▸ Stated problem: Write out, without alteration, the stretch of lines from the one containing "Exercise. Point to the grassy" through the final line.

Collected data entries
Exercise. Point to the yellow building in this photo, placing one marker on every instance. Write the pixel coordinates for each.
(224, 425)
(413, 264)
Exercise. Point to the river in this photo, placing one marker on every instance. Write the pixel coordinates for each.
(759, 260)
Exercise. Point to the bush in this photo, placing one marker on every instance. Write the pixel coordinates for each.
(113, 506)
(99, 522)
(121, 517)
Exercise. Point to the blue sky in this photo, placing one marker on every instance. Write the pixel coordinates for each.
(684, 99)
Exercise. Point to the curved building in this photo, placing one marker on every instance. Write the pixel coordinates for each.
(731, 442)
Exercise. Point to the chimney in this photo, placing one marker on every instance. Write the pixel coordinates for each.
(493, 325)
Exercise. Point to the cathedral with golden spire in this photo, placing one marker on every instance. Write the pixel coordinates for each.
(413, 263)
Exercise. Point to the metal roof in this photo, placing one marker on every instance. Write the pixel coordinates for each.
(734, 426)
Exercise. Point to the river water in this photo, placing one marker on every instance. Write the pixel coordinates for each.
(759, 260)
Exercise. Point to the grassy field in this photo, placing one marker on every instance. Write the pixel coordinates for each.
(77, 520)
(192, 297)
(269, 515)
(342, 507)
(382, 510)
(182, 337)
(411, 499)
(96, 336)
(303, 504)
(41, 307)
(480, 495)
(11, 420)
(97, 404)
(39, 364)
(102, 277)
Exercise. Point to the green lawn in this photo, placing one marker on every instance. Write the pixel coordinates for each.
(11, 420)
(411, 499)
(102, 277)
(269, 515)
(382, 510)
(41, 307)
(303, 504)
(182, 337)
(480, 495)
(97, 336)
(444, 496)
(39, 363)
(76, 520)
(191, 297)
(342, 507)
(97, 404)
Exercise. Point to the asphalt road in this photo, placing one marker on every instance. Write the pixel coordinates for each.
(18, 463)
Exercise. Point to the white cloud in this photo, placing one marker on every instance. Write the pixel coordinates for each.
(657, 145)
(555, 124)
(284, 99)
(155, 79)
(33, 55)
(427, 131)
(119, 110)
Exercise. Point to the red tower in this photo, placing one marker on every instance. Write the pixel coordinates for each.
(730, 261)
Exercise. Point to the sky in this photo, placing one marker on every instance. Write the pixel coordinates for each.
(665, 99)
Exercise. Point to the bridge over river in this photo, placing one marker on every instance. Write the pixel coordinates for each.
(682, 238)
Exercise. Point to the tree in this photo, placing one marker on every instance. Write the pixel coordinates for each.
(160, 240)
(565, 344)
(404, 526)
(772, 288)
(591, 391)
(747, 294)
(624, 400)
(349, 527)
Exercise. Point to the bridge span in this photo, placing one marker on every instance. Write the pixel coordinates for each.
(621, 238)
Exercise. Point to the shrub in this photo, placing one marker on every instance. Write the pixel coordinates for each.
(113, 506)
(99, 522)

▸ Solution below:
Exercise. Point to the grassy field in this photo, placing one marker on every instance. Write the pixel coordinates for each.
(77, 520)
(192, 297)
(269, 515)
(342, 507)
(382, 510)
(182, 337)
(411, 499)
(96, 336)
(303, 504)
(41, 307)
(480, 495)
(11, 420)
(97, 404)
(39, 364)
(102, 277)
Exercise. Point to the green lawn in this photo, placing one marker on every instance. Write the pixel coordinates for each.
(11, 420)
(411, 499)
(102, 277)
(269, 515)
(382, 510)
(41, 307)
(303, 504)
(182, 337)
(480, 495)
(97, 336)
(444, 496)
(39, 363)
(76, 520)
(191, 297)
(342, 507)
(97, 404)
Exercise. Point to the asphalt road in this photo, placing one marker on every instance. Write the pixel coordinates for each.
(18, 463)
Exercise. Point to the white cloud in this photo, placing one marker on every instance. Write the pixel coordinates for each.
(657, 145)
(555, 124)
(284, 99)
(155, 79)
(33, 55)
(427, 131)
(119, 110)
Exercise. Point to the red tower in this photo, placing one marker on every instance. Write the pixel coordinates for each.
(730, 261)
Exercise. Point to the sky in this photo, placing one marker on every instance. Write the pixel coordinates for each.
(665, 99)
Exercise. Point to the bridge over river in this photo, placing one marker on every instance. Write the pixel coordinates for each.
(682, 238)
Exercise. Point to the tree in this photo, placing one marker on every instance. Write the pixel coordinates for each.
(160, 240)
(565, 344)
(404, 526)
(772, 288)
(591, 391)
(747, 294)
(624, 400)
(349, 527)
Exercise. Point to the bridge span in this photo, placing one marker on every instance. Write the pixel coordinates for each.
(621, 238)
Exercise. Point to the shrub in this photo, placing one marker on every instance. Write the pixel coordinates for each.
(113, 506)
(99, 522)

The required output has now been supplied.